▸ Exercise task
Could you rewrite the data below, from the line containing "Target: wooden crate" through the end, replacing "wicker" with "rattan" and keeping everything else the same?
Start of Dataset extract
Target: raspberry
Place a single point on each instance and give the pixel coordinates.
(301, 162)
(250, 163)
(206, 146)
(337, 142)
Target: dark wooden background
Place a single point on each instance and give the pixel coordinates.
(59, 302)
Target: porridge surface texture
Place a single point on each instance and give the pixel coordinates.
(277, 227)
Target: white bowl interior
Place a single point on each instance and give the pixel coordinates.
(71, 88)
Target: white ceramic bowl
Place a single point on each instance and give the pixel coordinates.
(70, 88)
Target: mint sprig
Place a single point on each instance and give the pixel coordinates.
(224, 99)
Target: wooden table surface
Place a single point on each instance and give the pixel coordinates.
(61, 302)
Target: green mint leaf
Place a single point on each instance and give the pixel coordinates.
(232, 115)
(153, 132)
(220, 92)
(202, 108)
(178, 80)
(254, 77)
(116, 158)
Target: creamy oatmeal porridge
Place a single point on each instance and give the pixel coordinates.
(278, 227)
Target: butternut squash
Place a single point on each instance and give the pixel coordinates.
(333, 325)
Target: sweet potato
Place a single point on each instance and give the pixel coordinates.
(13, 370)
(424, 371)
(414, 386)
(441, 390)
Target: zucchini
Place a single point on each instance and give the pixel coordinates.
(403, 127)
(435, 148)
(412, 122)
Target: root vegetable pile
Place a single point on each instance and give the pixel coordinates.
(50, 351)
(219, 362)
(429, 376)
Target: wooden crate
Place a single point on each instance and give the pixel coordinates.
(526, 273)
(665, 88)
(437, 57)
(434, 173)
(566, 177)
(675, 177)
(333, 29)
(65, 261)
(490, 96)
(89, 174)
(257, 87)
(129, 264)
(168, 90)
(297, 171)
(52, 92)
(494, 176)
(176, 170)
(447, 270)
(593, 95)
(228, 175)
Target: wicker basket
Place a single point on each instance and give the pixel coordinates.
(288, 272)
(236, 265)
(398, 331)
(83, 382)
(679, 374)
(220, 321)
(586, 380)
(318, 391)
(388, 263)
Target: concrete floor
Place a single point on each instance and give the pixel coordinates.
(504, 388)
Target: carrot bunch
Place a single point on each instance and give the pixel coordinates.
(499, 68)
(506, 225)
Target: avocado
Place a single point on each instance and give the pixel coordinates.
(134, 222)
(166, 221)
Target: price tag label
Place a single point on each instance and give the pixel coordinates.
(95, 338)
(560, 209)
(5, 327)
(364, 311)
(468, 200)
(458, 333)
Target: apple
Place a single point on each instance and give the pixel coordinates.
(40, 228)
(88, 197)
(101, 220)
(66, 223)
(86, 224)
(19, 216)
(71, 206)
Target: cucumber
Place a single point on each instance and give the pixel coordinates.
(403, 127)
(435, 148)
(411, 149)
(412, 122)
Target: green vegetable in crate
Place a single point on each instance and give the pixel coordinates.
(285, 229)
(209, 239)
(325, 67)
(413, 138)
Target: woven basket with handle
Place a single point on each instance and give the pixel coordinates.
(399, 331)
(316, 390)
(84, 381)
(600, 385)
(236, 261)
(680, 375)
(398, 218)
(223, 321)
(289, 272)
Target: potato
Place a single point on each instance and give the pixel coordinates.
End of Dataset extract
▸ Complete answer
Target: wooden crate
Place a single point on each instance and give the pixel coordinates.
(526, 273)
(665, 88)
(437, 57)
(434, 173)
(566, 177)
(675, 177)
(333, 29)
(65, 261)
(490, 96)
(89, 174)
(257, 87)
(129, 264)
(168, 90)
(297, 171)
(52, 92)
(494, 176)
(176, 170)
(447, 270)
(593, 95)
(228, 175)
Target: rattan basket
Place a single point on each instance and give the pixel coordinates.
(288, 272)
(236, 265)
(398, 331)
(83, 382)
(679, 374)
(220, 321)
(586, 380)
(318, 391)
(388, 263)
Target: concrete floor
Place a single point on each instance and give the pixel coordinates.
(504, 388)
Target: carrot bunch
Place a single point on each instance and give the pixel coordinates.
(499, 68)
(506, 225)
Target: avocado
Place a single point on each instance and give the pixel coordinates.
(134, 222)
(166, 221)
Target: price tag label
Place a single point on each instance and give the pixel coordinates.
(95, 338)
(560, 209)
(5, 327)
(364, 311)
(468, 200)
(458, 333)
Target: apple
Place a single point on each instance and give the pixel coordinates.
(40, 228)
(88, 197)
(101, 220)
(66, 223)
(86, 224)
(19, 216)
(71, 206)
Target: cucumber
Place a single point on each instance and give the pixel coordinates.
(403, 127)
(435, 148)
(411, 149)
(412, 122)
Target: green vegetable in crate
Place a single point on each instance and give the pixel coordinates.
(285, 229)
(209, 239)
(325, 67)
(413, 138)
Target: woven basket with handle
Place a single point on each instance and give the pixel coordinates.
(399, 331)
(316, 390)
(84, 381)
(600, 385)
(236, 261)
(680, 375)
(398, 218)
(223, 321)
(289, 272)
Target: potato
Place a single point on each instance and give the pixel coordinates.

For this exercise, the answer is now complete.